Give only the number of lines in the records that include "locate".

→ Supplied information:
---------------

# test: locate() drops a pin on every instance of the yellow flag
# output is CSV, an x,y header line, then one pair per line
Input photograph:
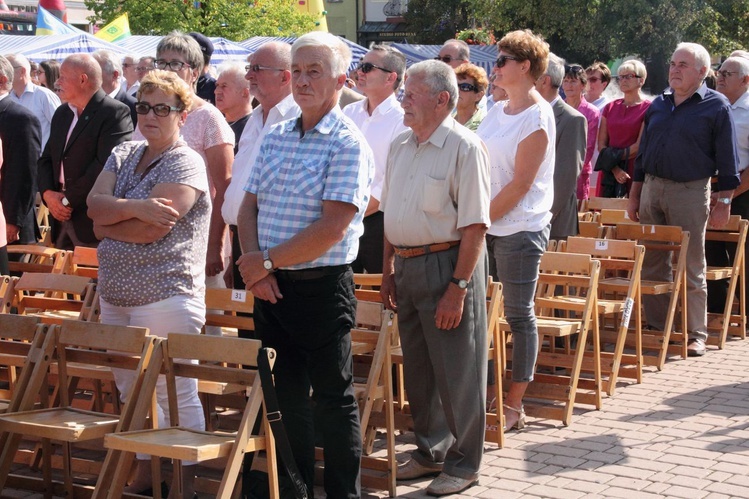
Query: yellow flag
x,y
117,30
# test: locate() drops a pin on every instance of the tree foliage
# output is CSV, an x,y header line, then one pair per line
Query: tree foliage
x,y
587,30
231,19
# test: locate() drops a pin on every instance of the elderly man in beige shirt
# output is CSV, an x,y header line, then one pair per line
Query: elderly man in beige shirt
x,y
436,203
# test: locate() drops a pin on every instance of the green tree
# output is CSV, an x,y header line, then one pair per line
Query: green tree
x,y
231,19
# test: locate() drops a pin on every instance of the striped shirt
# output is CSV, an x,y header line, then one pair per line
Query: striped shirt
x,y
294,173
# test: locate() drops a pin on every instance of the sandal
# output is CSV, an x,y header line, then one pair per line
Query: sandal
x,y
520,423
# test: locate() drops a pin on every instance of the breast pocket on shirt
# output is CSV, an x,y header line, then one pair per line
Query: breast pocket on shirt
x,y
309,177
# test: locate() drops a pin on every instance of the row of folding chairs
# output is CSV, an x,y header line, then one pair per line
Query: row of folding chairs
x,y
75,343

---------------

→ Answer space:
8